Of course, we all know that accessing our gratitude is difficult when we’re in the throes of why is the universe so MEAN TO ME???  Sometimes, in order to get to our gratitude we have to calm our inner grump. Might I suggest getting the crankiness out of your system by fooling around for a while with The Grumpy Cat Meme Generator

Or, failing that, go pay Cyndi Lauper a visit over on YouTube and listen to her belt out Girls Just Wanna Have Fun. Sure fire cure for grumpiness.

Note: I’m being flippant in this post, but I want to acknowledge that sometimes the curve balls life throws at us are so vicious and devastating that finding gratitude for anything is utterly beyond us. If you’re going through such a time, I wish you the strength to hold on and make it through to the other side of the pain.

Of milestones and gratitude

Way back at the end of March when I was dithering about whether or not to sign up for the Blogging from A to Z Challenge, two someones (and, yes, I’m looking at you, Chris James and Jo-Anne Teal) suggested ever so politely that perhaps it would be a good idea to stop being such an asshat and to concentrate instead on wrapping up the first draft of my novel. Well, okay, the asshat part was entirely a matter of (mis-)interpretation, but the message was clear.

▶ DATA SECTION
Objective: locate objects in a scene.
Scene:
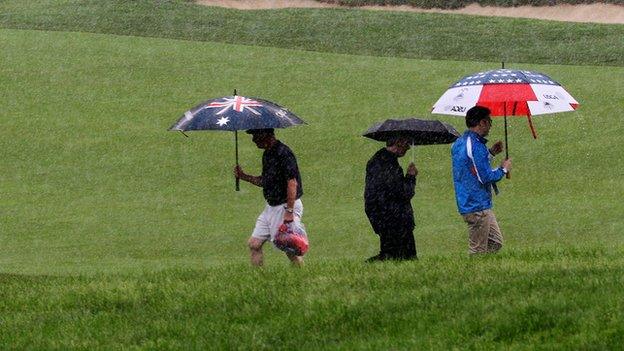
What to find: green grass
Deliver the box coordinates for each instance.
[0,1,624,349]
[0,250,624,350]
[0,30,624,274]
[0,0,624,66]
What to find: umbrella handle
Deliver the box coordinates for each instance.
[234,131,240,191]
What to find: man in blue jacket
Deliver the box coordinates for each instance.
[451,106,511,254]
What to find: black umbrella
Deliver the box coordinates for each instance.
[363,118,459,161]
[363,118,459,145]
[169,90,305,191]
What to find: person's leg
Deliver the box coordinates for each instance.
[399,230,418,260]
[247,205,271,267]
[463,211,490,254]
[248,236,266,267]
[486,210,503,252]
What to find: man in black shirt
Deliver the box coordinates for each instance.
[364,137,418,261]
[234,129,303,266]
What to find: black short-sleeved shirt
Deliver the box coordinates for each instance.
[262,140,303,206]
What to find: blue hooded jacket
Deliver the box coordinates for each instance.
[451,130,505,215]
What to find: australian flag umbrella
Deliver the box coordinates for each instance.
[363,118,459,162]
[169,91,305,191]
[431,64,579,158]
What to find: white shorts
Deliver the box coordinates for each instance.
[251,199,303,241]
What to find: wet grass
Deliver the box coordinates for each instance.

▶ WORK ORDER
Quote the gratitude post above word for word, from "Way back at" to "message was clear.".

▶ RESPONSE
Way back at the end of March when I was dithering about whether or not to sign up for the Blogging from A to Z Challenge, two someones (and, yes, I’m looking at you, Chris James and Jo-Anne Teal) suggested ever so politely that perhaps it would be a good idea to stop being such an asshat and to concentrate instead on wrapping up the first draft of my novel. Well, okay, the asshat part was entirely a matter of (mis-)interpretation, but the message was clear.